**Your assignment:** Repeat the records below exactly, line for line.
BEGIN Data listing
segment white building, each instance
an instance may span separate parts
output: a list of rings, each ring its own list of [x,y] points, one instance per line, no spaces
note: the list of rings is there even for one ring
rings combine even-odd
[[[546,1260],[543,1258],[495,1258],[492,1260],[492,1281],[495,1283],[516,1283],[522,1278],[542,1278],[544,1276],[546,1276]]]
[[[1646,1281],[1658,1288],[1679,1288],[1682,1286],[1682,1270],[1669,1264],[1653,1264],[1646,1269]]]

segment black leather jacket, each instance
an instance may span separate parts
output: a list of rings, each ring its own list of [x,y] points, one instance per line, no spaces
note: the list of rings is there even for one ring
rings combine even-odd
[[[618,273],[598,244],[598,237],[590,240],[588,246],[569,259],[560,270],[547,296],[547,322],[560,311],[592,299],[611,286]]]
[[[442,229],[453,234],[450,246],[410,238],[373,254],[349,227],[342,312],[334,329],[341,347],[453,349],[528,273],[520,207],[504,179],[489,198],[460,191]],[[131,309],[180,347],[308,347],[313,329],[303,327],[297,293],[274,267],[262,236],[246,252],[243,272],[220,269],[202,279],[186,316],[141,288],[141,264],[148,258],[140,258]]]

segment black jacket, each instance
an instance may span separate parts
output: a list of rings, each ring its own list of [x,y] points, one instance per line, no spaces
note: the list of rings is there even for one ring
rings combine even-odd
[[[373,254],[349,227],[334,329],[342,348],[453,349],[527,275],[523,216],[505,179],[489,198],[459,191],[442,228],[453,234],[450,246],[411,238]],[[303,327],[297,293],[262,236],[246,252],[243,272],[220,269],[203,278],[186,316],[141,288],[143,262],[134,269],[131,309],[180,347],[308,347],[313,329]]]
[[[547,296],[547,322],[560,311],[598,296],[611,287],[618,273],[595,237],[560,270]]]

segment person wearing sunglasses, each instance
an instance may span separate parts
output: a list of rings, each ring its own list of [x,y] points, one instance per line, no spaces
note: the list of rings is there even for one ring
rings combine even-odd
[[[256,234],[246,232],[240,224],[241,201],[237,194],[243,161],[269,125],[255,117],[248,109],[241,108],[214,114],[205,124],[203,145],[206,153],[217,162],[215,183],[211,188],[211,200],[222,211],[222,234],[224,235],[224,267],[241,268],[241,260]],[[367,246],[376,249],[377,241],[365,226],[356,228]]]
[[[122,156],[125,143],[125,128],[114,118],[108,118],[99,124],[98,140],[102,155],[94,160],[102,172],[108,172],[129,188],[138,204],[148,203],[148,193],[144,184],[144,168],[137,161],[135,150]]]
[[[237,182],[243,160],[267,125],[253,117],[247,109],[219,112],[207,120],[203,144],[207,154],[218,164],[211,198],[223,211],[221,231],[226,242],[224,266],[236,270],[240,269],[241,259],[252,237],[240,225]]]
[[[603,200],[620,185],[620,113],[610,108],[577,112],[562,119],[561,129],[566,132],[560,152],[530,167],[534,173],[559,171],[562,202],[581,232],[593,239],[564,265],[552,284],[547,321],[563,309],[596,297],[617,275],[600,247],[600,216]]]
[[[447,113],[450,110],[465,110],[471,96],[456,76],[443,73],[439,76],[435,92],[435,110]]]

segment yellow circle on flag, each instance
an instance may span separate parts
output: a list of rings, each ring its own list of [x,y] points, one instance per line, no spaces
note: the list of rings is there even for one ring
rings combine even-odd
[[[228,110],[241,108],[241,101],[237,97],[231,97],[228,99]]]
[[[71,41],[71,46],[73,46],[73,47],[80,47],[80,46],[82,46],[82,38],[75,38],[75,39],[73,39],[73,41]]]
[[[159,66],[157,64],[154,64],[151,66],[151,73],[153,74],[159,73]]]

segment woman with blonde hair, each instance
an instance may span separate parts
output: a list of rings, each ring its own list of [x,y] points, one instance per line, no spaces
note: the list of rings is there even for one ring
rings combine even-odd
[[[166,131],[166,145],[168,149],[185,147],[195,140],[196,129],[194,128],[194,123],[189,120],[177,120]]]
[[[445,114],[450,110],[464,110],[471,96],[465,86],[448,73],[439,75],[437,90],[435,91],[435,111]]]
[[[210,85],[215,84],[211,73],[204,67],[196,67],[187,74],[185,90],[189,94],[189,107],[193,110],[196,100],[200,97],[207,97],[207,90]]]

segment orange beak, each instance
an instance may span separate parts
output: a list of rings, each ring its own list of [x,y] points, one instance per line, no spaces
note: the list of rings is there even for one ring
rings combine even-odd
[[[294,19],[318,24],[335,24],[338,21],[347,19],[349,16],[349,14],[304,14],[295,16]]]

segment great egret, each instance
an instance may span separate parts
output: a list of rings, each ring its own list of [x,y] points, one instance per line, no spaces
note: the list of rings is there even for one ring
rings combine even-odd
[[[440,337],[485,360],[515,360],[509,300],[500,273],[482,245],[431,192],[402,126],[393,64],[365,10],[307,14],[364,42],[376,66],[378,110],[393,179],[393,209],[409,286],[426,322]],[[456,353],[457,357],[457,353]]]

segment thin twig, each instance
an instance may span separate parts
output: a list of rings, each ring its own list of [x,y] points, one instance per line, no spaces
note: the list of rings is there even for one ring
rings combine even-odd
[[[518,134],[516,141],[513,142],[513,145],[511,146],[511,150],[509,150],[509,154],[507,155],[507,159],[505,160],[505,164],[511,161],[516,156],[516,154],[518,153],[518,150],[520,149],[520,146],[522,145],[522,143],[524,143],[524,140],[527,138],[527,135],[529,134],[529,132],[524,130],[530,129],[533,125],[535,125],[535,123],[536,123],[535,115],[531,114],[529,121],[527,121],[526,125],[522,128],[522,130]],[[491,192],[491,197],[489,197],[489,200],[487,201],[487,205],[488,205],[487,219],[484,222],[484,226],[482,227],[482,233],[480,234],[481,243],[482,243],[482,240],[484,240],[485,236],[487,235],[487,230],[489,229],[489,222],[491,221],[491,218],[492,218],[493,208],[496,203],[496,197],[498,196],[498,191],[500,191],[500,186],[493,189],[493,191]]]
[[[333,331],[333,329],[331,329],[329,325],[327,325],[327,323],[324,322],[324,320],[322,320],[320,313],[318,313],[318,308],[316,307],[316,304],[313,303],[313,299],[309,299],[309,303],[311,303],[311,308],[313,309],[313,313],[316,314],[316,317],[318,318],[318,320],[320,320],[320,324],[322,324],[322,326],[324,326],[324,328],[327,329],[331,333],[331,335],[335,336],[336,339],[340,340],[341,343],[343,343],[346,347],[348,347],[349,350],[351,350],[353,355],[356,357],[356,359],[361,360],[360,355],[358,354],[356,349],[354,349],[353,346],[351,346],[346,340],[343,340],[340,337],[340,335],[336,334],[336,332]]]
END Data listing
**Expected answer:**
segment white building, each instance
an instance may span separate parts
output: a list of rings, each ring its own list of [x,y] points, one instance per line, no spaces
note: the list of rings is there even for one ring
rings combine even-odd
[[[546,1260],[543,1258],[495,1258],[492,1260],[492,1281],[495,1283],[516,1283],[522,1278],[542,1278],[544,1276],[546,1276]]]
[[[1646,1281],[1658,1288],[1679,1288],[1682,1286],[1682,1270],[1669,1264],[1653,1264],[1646,1269]]]

segment black leather jacket, each instance
an instance may span separate parts
output: a list of rings, each ring its own list of [x,y] points, one instance per line, no spaces
note: the list of rings is there even for one ring
rings combine even-odd
[[[618,273],[598,244],[598,237],[590,240],[588,246],[569,259],[560,270],[547,296],[547,322],[560,311],[592,299],[611,286]]]
[[[442,229],[453,234],[450,246],[410,238],[373,254],[349,227],[342,312],[334,329],[341,347],[453,349],[528,273],[520,207],[504,179],[489,198],[460,191]],[[131,309],[180,347],[308,347],[313,329],[303,327],[297,293],[274,267],[262,236],[246,252],[243,272],[220,269],[202,279],[186,316],[141,288],[141,264],[148,258],[140,258]]]

segment black jacket, each instance
an instance may span separate parts
output: a list of rings, each ring its own list of [x,y] points, one instance per line, no spaces
note: the list of rings is there even for one ring
rings combine even-odd
[[[373,254],[349,227],[334,329],[342,348],[453,349],[527,275],[523,216],[505,179],[489,198],[459,191],[442,228],[453,234],[450,246],[411,238]],[[303,327],[297,293],[262,236],[246,252],[243,272],[220,269],[203,278],[186,316],[141,288],[143,262],[134,269],[131,309],[180,347],[308,347],[313,329]]]
[[[547,296],[547,322],[560,311],[598,296],[611,287],[618,273],[595,237],[560,270]]]

segment person wearing sunglasses, each instance
an instance may span separate parts
output: a list of rings, each ring its own list of [x,y] points, one instance per line, no spaces
note: the list of rings is there even for one ring
rings combine even-odd
[[[256,234],[246,232],[240,224],[241,201],[237,194],[243,161],[269,125],[255,117],[248,109],[241,108],[214,114],[205,124],[203,145],[206,153],[217,162],[215,183],[211,188],[211,200],[222,211],[222,234],[224,235],[224,267],[241,268],[241,260]],[[367,246],[376,249],[377,241],[365,226],[356,228]]]
[[[122,156],[125,143],[125,128],[114,118],[108,118],[99,124],[98,140],[102,155],[94,160],[102,172],[108,172],[129,188],[138,204],[148,203],[148,193],[144,184],[144,168],[137,161],[135,150]]]
[[[237,182],[243,160],[267,125],[253,117],[247,109],[219,112],[207,120],[203,144],[207,154],[218,164],[211,198],[223,211],[221,231],[226,242],[224,266],[236,270],[240,269],[241,259],[252,237],[240,225]]]
[[[603,200],[620,185],[620,113],[610,108],[577,112],[562,119],[561,129],[566,132],[560,152],[530,167],[534,173],[559,171],[562,202],[581,232],[593,239],[564,265],[552,284],[547,321],[563,309],[596,297],[617,275],[600,247],[600,216]]]
[[[447,113],[450,110],[465,110],[471,96],[456,76],[443,73],[439,76],[435,92],[435,110]]]

segment yellow circle on flag, each instance
an instance may span separate parts
output: a list of rings, each ring its own list of [x,y] points, one instance per line, no spaces
note: the list of rings is there even for one ring
rings combine even-odd
[[[228,110],[241,108],[241,101],[237,97],[231,97],[228,99]]]
[[[71,41],[71,46],[73,46],[73,47],[80,47],[80,46],[82,46],[82,38],[75,38],[75,39],[73,39],[73,41]]]
[[[159,66],[157,64],[154,64],[151,66],[151,73],[153,74],[159,73]]]

segment woman with blonde hair, each instance
an instance may span separate parts
output: a list of rings, each ring its own list of [x,y] points, one instance per line, no spaces
note: the list of rings is there even for one ring
rings combine even-odd
[[[166,131],[166,145],[168,149],[185,147],[195,140],[196,129],[194,128],[194,123],[189,120],[177,120]]]
[[[445,114],[450,110],[464,110],[471,96],[465,86],[448,73],[439,75],[437,90],[435,91],[435,111]]]
[[[210,85],[215,84],[211,73],[204,67],[196,67],[187,74],[185,90],[189,94],[189,107],[193,110],[196,100],[200,97],[207,97],[207,90]]]

segment orange beak, each instance
an instance may span separate parts
output: a list of rings, each ring its own list of [x,y] points, one instance per line, no spaces
note: the list of rings is there even for one ring
rings combine even-odd
[[[294,19],[318,24],[335,24],[338,21],[347,19],[349,16],[349,14],[304,14],[295,16]]]

segment great egret, each instance
an instance may span separate parts
output: a list of rings, each ring its own list of [x,y] points, one instance per line, no spaces
note: the list of rings is there even for one ring
rings combine even-odd
[[[440,337],[485,360],[515,360],[509,300],[500,273],[482,245],[431,192],[402,126],[393,64],[365,10],[307,14],[364,42],[376,66],[378,110],[393,179],[393,209],[409,286],[426,322]],[[456,353],[457,357],[457,353]]]

segment thin twig, each instance
an instance may span separate parts
output: a list of rings, each ring its own list of [x,y] points, one instance per line, no spaces
note: the list of rings is there even for one ring
rings combine even-odd
[[[518,134],[516,141],[513,142],[513,145],[511,146],[511,150],[509,150],[509,154],[507,155],[507,159],[505,160],[505,164],[511,161],[516,156],[516,154],[518,153],[518,150],[520,149],[520,146],[522,145],[522,143],[524,143],[524,140],[527,138],[527,135],[529,134],[529,132],[524,130],[530,129],[533,125],[535,125],[535,123],[536,123],[535,115],[531,114],[529,121],[527,121],[526,125],[522,128],[522,130]],[[491,192],[491,197],[489,197],[489,200],[487,201],[487,205],[488,205],[487,219],[484,222],[484,226],[482,227],[482,233],[480,234],[481,243],[482,243],[482,240],[484,240],[485,236],[487,235],[487,230],[489,229],[489,222],[491,221],[491,218],[492,218],[493,208],[496,203],[496,197],[498,196],[498,191],[500,191],[500,186],[493,189],[493,191]]]
[[[333,331],[333,329],[331,329],[329,325],[327,325],[327,323],[324,322],[324,320],[322,320],[320,313],[318,313],[318,308],[316,307],[316,304],[313,303],[313,299],[309,299],[309,303],[311,303],[311,308],[313,309],[313,313],[316,314],[316,317],[318,318],[318,320],[320,320],[320,324],[322,324],[322,326],[324,326],[324,328],[327,329],[331,333],[331,335],[335,336],[336,339],[340,340],[341,343],[343,343],[346,347],[348,347],[349,350],[351,350],[353,355],[356,357],[356,359],[361,360],[360,355],[358,354],[356,349],[354,349],[353,346],[351,346],[346,340],[343,340],[340,337],[340,335],[336,334],[336,332]]]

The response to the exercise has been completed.